- Textabschnitt:
Am Sonntag sagte Rüdiger Erben, SPD-Innenexperte im Landtag Sachsen-Anhalt, „die jüngsten Äußerungen aus dem Saalekreis sind von einer seltenen Klarheit“. Wenn nun der Vorwurf der Verfassungsfeindlichkeit laut werde, brauche sich die AfD „nicht in der Opferrolle fühlen.“ Äußerungen zum Systemsturz würden auch bei linken Gruppen „glasklar“ ein Grund zur Beobachtung sein.

Bekannter Rechtsaußen Hans-Thomas Tillschneider ist bei der AfD im Saalekreis organisiert

In dem AfD-Kreisverband sind unter anderem Vize-Landtagspräsident Willi Mittelstädt sowie die Abgeordneten Gottfried Backhaus und Hans-Thomas Tillschneider organisiert. „Das sind nicht irgendwelche Parlamentarier“, so Erben. Tillschneider gilt als Rechtsaußen, wollte zwischenzeitlich für den Bundestag kandidieren. Gottfried Backhaus ist Chef des Verbands.

- Arbeitsauftrag:
Stimmen die folgenden Aussagen mit dem Textabschnitt oben überein? Beantworte jede mit Ja oder Nein und führe die entscheidenden Worte des Textes als wörtliches Zitat an.
1. Rüdiger Erben ist Innenexperte der SPD im Landtag Sachsen-Anhalt.
2. Hans-Thomas Tillschneider ist Chef des AfD-Kreisverbands im Saalekreis.
3. Willi Mittelstädt ist Präsident des Landtags.

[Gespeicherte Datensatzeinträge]

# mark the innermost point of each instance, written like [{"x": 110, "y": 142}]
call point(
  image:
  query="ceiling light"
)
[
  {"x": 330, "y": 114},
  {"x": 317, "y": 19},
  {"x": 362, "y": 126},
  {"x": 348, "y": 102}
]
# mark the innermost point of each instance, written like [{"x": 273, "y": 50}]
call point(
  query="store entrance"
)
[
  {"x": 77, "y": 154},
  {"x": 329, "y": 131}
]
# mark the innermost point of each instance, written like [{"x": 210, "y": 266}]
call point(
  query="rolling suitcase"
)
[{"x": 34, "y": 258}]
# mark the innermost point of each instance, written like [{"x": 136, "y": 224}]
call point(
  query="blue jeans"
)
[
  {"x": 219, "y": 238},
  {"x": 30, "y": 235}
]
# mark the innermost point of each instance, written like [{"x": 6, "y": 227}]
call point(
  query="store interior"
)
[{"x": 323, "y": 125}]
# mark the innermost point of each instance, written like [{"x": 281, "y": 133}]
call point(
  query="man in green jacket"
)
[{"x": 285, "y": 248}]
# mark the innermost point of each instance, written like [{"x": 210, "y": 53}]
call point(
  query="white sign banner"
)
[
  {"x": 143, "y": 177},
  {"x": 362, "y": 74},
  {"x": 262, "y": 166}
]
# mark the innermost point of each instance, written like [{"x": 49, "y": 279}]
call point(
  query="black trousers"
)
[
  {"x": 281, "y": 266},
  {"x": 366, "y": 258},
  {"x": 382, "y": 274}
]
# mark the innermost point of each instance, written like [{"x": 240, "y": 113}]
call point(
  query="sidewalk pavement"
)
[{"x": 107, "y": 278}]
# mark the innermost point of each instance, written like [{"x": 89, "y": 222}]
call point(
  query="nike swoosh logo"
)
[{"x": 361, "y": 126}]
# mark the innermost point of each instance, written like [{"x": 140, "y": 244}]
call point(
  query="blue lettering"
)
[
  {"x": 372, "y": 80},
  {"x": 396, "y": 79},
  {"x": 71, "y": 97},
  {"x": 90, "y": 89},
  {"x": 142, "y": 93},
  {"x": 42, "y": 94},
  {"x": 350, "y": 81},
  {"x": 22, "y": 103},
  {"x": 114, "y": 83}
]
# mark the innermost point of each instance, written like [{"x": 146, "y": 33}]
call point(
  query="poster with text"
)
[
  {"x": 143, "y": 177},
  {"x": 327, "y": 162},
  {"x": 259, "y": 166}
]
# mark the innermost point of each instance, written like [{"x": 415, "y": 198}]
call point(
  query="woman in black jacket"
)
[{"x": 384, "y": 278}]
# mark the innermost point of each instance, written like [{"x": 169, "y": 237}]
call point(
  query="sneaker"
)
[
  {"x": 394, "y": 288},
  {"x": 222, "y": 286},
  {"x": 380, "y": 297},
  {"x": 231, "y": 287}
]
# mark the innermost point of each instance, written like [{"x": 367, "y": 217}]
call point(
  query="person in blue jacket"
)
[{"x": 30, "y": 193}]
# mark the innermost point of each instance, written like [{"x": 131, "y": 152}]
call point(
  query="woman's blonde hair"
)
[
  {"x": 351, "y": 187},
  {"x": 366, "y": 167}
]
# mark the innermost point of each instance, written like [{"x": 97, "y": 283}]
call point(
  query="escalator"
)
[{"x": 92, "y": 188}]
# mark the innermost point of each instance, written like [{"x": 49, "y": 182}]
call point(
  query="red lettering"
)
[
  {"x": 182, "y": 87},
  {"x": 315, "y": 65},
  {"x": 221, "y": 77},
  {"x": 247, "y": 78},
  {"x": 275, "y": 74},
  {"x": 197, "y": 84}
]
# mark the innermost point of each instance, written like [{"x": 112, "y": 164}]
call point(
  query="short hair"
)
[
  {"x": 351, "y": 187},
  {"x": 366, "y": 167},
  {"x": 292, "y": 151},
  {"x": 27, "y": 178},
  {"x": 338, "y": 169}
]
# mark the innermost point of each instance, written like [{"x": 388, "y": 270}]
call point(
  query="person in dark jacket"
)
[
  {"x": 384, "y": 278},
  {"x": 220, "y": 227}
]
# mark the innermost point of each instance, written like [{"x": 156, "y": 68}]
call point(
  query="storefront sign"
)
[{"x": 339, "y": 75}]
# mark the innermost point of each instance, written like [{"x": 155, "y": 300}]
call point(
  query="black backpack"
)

- Vollständige Ausgabe:
1. Ja: „Rüdiger Erben, SPD-Innenexperte im Landtag Sachsen-Anhalt“
2. Nein: „Gottfried Backhaus ist Chef des Verbands.“
3. Nein: „Vize-Landtagspräsident Willi Mittelstädt“